— TASK TO CARRY OUT —
Retype the tail of the data exactly, starting at the line containing "white shirt, locate" and stopping at the last line.

Location identification entries
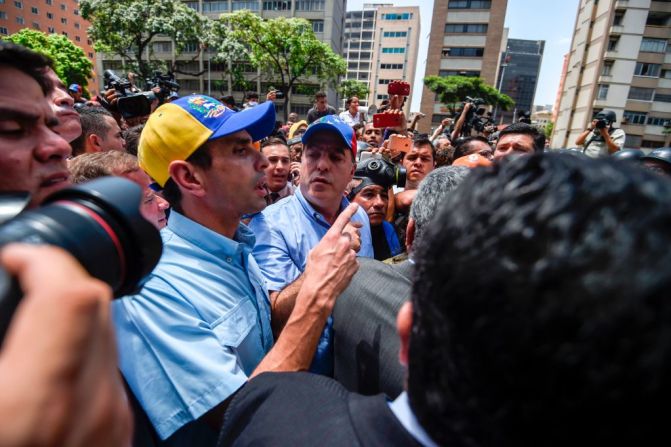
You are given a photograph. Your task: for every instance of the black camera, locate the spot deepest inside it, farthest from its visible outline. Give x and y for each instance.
(381, 172)
(133, 103)
(98, 222)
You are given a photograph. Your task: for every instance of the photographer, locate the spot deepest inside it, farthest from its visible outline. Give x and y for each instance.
(58, 370)
(604, 138)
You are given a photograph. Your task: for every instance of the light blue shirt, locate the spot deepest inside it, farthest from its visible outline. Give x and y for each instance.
(197, 329)
(285, 233)
(401, 409)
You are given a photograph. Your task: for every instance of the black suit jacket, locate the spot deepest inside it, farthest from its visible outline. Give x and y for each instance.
(366, 342)
(303, 409)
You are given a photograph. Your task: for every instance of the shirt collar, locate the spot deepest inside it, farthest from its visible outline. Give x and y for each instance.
(401, 409)
(209, 240)
(310, 211)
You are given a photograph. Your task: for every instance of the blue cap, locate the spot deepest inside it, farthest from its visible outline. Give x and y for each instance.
(334, 124)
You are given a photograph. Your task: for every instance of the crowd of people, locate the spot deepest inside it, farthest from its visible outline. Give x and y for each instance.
(329, 282)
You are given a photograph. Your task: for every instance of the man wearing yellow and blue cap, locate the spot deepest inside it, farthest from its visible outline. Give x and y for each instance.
(289, 229)
(200, 327)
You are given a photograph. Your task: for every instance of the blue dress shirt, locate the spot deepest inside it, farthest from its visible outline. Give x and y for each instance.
(197, 329)
(285, 233)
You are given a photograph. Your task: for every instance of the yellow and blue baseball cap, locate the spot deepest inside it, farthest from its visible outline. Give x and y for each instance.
(175, 130)
(333, 124)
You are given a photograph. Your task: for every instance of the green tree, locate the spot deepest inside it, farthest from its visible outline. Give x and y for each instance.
(286, 50)
(70, 62)
(352, 87)
(454, 89)
(126, 28)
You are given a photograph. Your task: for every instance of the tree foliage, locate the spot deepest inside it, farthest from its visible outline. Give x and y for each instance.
(286, 50)
(352, 87)
(127, 27)
(454, 89)
(70, 62)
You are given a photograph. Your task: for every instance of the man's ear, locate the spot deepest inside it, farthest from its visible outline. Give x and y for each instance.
(404, 327)
(187, 177)
(93, 144)
(409, 234)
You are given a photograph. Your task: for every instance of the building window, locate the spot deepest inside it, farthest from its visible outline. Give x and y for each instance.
(612, 43)
(215, 6)
(241, 4)
(395, 34)
(634, 117)
(653, 45)
(607, 68)
(641, 94)
(317, 26)
(310, 5)
(469, 4)
(645, 69)
(473, 28)
(656, 121)
(391, 66)
(463, 52)
(277, 6)
(399, 16)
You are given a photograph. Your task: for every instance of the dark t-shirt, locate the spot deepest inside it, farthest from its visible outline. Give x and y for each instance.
(314, 114)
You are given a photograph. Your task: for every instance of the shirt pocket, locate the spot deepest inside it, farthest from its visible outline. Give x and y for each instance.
(232, 328)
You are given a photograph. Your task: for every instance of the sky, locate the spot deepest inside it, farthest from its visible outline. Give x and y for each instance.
(549, 20)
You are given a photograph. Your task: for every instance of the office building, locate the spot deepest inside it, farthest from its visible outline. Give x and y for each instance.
(48, 16)
(619, 60)
(326, 17)
(518, 76)
(380, 45)
(465, 40)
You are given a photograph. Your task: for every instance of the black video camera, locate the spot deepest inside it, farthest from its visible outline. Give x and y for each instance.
(381, 172)
(99, 223)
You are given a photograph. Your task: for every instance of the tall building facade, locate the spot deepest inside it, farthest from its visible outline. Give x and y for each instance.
(327, 19)
(518, 76)
(620, 60)
(48, 16)
(465, 40)
(380, 45)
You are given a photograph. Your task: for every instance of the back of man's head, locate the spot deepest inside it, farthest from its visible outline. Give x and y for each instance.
(540, 307)
(433, 190)
(526, 129)
(93, 123)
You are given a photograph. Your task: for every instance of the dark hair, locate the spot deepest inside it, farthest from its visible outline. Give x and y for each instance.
(541, 312)
(132, 138)
(273, 141)
(424, 140)
(27, 61)
(463, 146)
(93, 123)
(526, 129)
(202, 158)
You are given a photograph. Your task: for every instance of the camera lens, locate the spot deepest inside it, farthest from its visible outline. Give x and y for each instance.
(100, 224)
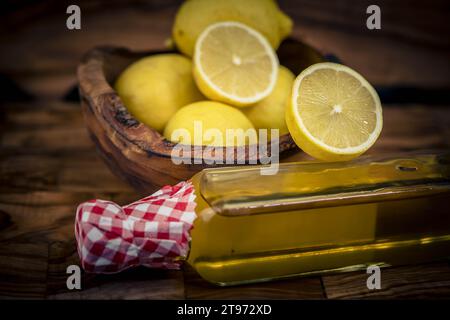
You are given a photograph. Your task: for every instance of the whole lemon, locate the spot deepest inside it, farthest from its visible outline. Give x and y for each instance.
(269, 113)
(262, 15)
(155, 87)
(209, 123)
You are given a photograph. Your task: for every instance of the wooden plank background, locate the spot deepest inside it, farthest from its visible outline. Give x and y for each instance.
(48, 164)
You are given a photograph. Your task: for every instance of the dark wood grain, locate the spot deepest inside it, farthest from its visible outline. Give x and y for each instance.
(294, 288)
(429, 281)
(48, 163)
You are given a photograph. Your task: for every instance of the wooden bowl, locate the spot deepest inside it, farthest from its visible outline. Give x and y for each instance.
(136, 152)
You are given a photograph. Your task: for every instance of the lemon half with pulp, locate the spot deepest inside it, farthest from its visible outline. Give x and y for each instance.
(335, 114)
(234, 64)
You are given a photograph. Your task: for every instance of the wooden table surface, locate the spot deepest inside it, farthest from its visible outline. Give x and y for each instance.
(48, 164)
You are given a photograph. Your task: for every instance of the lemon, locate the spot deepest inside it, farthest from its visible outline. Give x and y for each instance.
(270, 112)
(203, 120)
(195, 15)
(155, 87)
(235, 64)
(335, 114)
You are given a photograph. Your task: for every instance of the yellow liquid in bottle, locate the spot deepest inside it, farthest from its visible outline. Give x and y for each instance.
(257, 228)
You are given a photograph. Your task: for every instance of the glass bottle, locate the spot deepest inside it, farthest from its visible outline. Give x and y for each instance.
(315, 217)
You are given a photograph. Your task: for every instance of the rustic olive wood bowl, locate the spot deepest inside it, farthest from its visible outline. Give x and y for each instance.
(136, 152)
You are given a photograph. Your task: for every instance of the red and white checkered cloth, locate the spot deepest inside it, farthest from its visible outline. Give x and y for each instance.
(153, 232)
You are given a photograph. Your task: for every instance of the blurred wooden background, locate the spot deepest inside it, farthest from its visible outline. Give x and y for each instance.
(48, 164)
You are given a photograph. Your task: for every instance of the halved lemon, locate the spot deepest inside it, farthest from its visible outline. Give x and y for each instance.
(235, 64)
(335, 114)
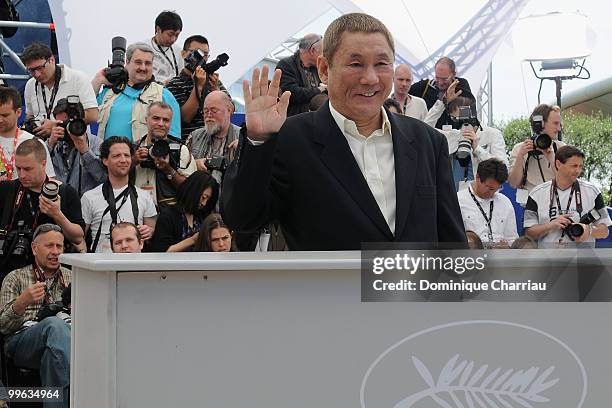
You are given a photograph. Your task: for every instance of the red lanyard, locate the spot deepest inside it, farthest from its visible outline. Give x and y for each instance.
(10, 166)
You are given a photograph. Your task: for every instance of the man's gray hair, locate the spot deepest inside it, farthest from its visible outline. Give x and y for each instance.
(144, 47)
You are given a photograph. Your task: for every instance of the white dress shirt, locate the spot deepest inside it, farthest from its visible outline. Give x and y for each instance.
(374, 156)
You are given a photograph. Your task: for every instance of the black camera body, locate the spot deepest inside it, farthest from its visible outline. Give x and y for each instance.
(196, 59)
(116, 73)
(16, 242)
(216, 162)
(162, 148)
(576, 230)
(540, 139)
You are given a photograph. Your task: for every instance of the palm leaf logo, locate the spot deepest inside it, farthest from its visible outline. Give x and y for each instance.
(468, 387)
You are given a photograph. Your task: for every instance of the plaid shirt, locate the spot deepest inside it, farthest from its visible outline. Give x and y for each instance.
(12, 286)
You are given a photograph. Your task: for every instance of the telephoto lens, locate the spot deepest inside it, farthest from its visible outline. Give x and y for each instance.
(50, 190)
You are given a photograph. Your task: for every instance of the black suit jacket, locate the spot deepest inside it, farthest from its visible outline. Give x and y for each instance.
(294, 80)
(307, 178)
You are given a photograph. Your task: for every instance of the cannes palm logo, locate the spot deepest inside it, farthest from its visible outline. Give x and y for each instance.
(476, 364)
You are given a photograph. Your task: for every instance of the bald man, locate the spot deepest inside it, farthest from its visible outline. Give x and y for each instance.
(300, 75)
(412, 106)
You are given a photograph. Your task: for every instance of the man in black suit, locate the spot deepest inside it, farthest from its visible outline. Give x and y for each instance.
(435, 91)
(300, 76)
(350, 172)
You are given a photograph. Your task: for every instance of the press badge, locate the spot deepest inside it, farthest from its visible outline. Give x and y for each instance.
(521, 196)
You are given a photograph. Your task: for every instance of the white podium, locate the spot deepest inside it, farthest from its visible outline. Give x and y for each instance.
(289, 330)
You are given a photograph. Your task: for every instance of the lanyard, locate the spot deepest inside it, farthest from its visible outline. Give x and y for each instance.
(175, 65)
(487, 219)
(10, 167)
(49, 107)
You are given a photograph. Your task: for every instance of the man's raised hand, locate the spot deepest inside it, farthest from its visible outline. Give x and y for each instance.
(265, 112)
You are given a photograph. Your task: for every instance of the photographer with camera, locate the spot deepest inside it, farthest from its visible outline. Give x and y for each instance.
(75, 152)
(117, 199)
(51, 82)
(124, 101)
(34, 318)
(534, 163)
(162, 162)
(566, 211)
(213, 146)
(11, 136)
(33, 200)
(195, 82)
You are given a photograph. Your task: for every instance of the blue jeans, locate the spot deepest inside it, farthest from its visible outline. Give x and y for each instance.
(45, 347)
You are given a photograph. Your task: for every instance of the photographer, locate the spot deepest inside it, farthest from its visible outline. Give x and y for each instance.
(75, 155)
(117, 199)
(566, 211)
(11, 137)
(530, 165)
(33, 200)
(51, 82)
(193, 84)
(469, 143)
(162, 163)
(218, 138)
(34, 318)
(123, 107)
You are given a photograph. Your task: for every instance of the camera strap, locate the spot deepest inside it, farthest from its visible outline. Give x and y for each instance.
(10, 166)
(58, 77)
(484, 215)
(109, 196)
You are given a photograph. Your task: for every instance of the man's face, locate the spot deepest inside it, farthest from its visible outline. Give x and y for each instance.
(167, 37)
(47, 247)
(487, 188)
(552, 126)
(217, 114)
(444, 76)
(220, 240)
(8, 117)
(124, 240)
(194, 45)
(31, 171)
(159, 121)
(119, 160)
(571, 169)
(360, 76)
(402, 80)
(140, 67)
(43, 70)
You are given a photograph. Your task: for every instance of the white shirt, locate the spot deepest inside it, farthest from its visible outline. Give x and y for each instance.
(503, 220)
(7, 144)
(415, 108)
(538, 207)
(93, 205)
(374, 156)
(72, 82)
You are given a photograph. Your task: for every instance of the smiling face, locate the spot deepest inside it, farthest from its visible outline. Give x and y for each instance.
(360, 76)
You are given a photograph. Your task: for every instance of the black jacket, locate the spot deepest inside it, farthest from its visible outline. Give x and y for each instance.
(307, 178)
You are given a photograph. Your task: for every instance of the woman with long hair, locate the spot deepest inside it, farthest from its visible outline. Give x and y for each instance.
(178, 226)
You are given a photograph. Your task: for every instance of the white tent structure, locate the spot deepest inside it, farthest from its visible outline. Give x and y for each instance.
(469, 32)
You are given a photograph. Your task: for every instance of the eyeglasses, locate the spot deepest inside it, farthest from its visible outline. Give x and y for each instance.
(44, 228)
(38, 68)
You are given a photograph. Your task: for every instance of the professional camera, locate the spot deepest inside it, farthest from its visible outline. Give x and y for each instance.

— WRITTEN REPLY —
You are given a photograph. Your task: for every instance of the white shirt, locate the spot deepest inside it, farthest from its visible outline. Give x and y for each instance.
(503, 220)
(7, 144)
(415, 108)
(538, 207)
(93, 205)
(374, 156)
(72, 82)
You are given a photograph. Your task: for every instance of the smiling face, locate the spot deepest inside it, farthest from its visible outline. Give x and y for each instance.
(360, 76)
You are given a photograph. Your task: for every instance of the black jacket, locate the spot deepest inside it, farthest from its visible outline. Give x and y for each instance.
(307, 178)
You are given a photograph. Your task: for every instance of the woman with long hair, locate the spot deepest inside it, farthest from its visible outline. Give x and y for each instance.
(178, 226)
You are given a photograph. Your task: for every instance of the white tent structure, locate the spot deepest inside it, farthest from its visible outline. Give x and y for each instance.
(469, 32)
You are given a photograph. Your task: for every instance of the eyeglasses, locate the spot deepest inside it, farthest from its visible outline. Give x and y for each instance.
(44, 228)
(38, 68)
You are given a photograph. Your task: for every instance of the professional camera, locate the spot deepest inside it, farthest from its visible outline. Give x and y for each instance.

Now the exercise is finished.